• TASK TO CARRY OUT:
Repeat each entry as written, dropping any picture you find.

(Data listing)
━━━

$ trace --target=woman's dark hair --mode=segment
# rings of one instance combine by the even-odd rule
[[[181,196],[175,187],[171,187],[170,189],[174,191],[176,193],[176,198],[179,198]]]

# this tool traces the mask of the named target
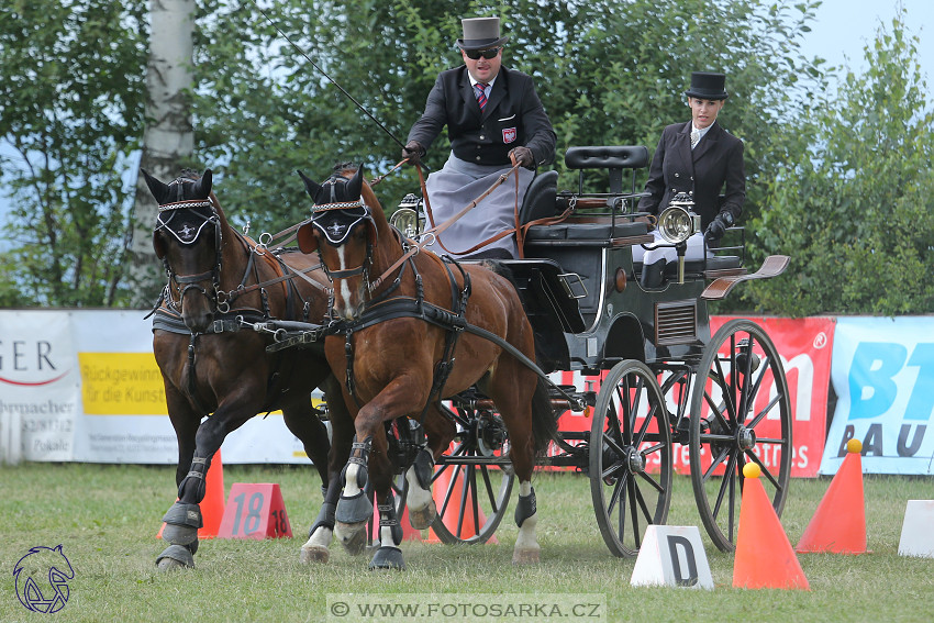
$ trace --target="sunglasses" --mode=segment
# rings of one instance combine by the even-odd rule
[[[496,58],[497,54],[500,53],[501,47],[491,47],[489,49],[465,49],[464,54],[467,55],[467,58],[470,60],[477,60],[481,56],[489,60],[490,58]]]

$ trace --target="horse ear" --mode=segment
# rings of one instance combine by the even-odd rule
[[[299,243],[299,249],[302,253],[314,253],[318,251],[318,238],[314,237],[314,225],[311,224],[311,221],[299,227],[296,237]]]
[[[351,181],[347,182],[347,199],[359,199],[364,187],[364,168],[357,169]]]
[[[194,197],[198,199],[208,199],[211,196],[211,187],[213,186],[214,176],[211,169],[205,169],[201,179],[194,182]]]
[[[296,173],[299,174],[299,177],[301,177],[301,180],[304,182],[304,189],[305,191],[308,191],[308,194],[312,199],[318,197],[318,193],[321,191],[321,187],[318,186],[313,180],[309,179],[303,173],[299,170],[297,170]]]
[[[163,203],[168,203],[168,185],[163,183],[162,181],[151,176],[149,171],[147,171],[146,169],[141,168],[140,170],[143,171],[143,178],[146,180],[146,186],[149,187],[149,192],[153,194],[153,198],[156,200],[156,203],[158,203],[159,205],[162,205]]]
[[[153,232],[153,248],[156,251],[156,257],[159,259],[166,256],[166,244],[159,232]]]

━━━

• OUTPUT OF THE EXERCISE:
$ trace --target=woman's dark hair --mode=segment
# rings of one instance combine by the even-odd rule
[[[181,196],[175,187],[171,187],[170,189],[174,191],[176,193],[176,198],[179,198]]]

# this tool traces the mask of the named target
$ trace --target="sunglasses" --mode=segment
# rings of one instance combine by the even-odd rule
[[[496,58],[497,54],[500,53],[501,47],[491,47],[489,49],[465,49],[464,54],[467,55],[467,58],[470,60],[477,60],[481,56],[489,60],[490,58]]]

$ trace --target="horse ear" --mode=segment
# rings of one instance combine by the even-odd rule
[[[299,243],[299,249],[302,253],[314,253],[318,251],[318,238],[314,237],[314,225],[311,224],[311,221],[299,227],[296,237]]]
[[[351,181],[347,182],[347,199],[359,199],[364,187],[364,168],[357,169]]]
[[[194,197],[198,199],[208,199],[211,196],[211,187],[213,186],[214,176],[211,169],[205,169],[201,179],[194,182]]]
[[[296,173],[299,174],[299,177],[301,177],[301,180],[304,182],[304,189],[305,191],[308,191],[308,194],[312,199],[318,197],[318,193],[321,191],[321,187],[318,186],[313,180],[309,179],[303,173],[299,170],[297,170]]]
[[[163,203],[168,203],[168,185],[163,183],[162,181],[151,176],[149,171],[147,171],[146,169],[141,168],[140,170],[143,171],[143,178],[146,180],[146,186],[149,187],[149,192],[153,194],[153,198],[156,200],[156,203],[158,203],[159,205],[162,205]]]
[[[153,232],[153,248],[156,251],[156,257],[159,259],[166,256],[166,244],[159,232]]]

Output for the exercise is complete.